## Document excerpt
Nadav,
  I will pick up on the points regarding distributing the files.
The defautl level is to use NFS shares. Yes, I do appreciate your points
regarding performance of NFS.
However if you have 10Gbps Ethernet then you should look at tuning the
network parameters for 10Gbps.
Also NFS over RDMA is said to work so if you have the network/ interface
cards for this this is an option.
Also just ask your systems guy to look at the parameters for NFS anyway -
large rsize, wsize settings,
mounts with noatime and async mounts. It is really surprisign how much
performance gains you get just by doing them.


The second thing to discuss is 'data staging' - ie automatic transfer of
files at the start of the job to a local storage area,
then transfer back at the end of a job.
The local storage are on the node could eb a partition on the local hard
drive, an SSD drive or a RAMdisk area.
I had quite an extensive thread on this topic on this list about six months
ago. Surprisingly, to me, only Cray systems
seem to be actively supported here.

Thirdly we come onto parallel filesystems. These are quite mature now, and
can be easily deployed.
I am familiar with Panasas (proprietary hardware), Lustre, GPFS (Spectrum
Scale), BeeGFS and Glustre.
(I'll count Glustre as a parallel filesystem).
These gain their  performance by scaling out over several storage targets,
and can scale hugely.
You can start with one storage server though.

My advice to you
a) start by getting your existing NFS working better. Look at those network
tuning parameters, offloadign on your NICs
    and the moutn options.

## Input data

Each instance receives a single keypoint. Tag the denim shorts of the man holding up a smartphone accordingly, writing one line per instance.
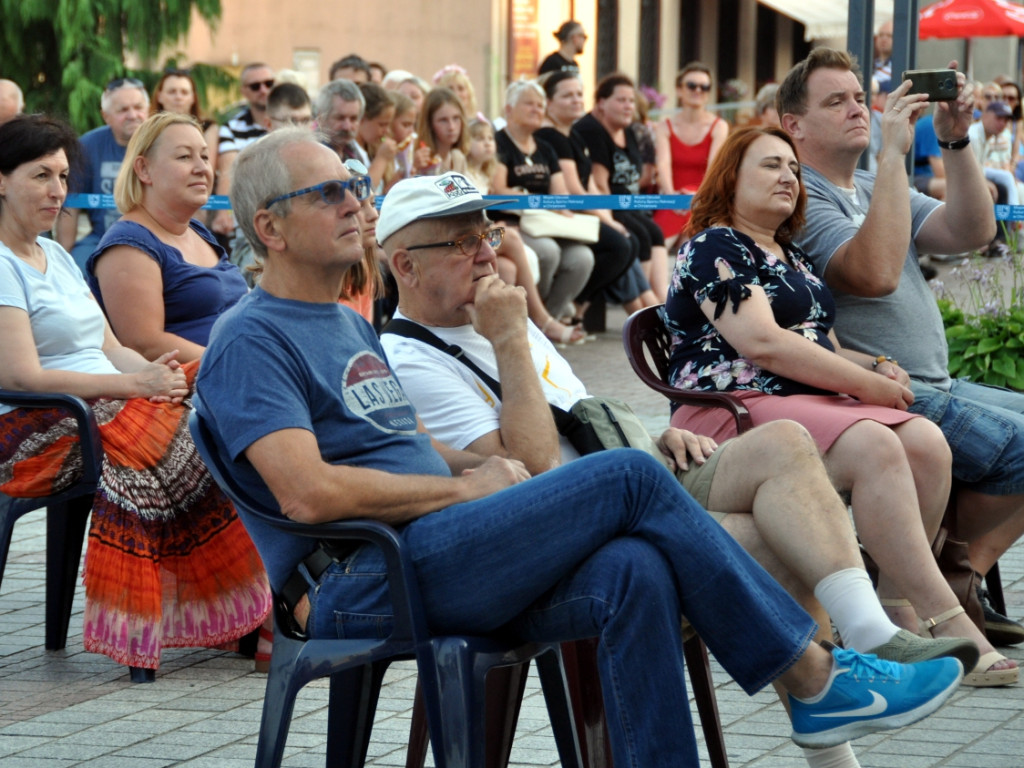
(985, 428)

## Work task
Continue the message of advice on NFS, data staging, and parallel filesystems for cluster jobs, picking up right after its last line.

## Response area
    Heck, ask yourself - for the depp learnign models I wan tto run, what
is the ratio of data moving/readign times to computation?
    If the ratio is huge then you're OK. If the ratio is comign closer to
1:1 then you need sto start optimising.

b) Look at setting up a single BeeGFS server.
    I admit to rather takign a shine to GPFS recently, and I find it a joy
to use. However I shoudl imagine that you are wanting to
    accomplish this withotu licensed software?



























On 25 September 2017 at 12:09, Diego Zuccato <diego.zucc...@unibo.it> wrote:

>
> Il 24/09/2017 12:10, Marcin Stolarek ha scritto:
>
> > So do I, however, I'm using sssd with AD provider joined into AD domain.
> > It's tricky and requires good sssd understanding, but it works... in
> > general.
> We are using PBIS-open to join the nodes. Quite easy to setup, just
> "sometimes" (randomly, but usually after many months) some machines lose
> the join.
> I couldn't make sssd work with our AD (I'm not an AD admin, I can only
> join machines, and there's no special bind-account).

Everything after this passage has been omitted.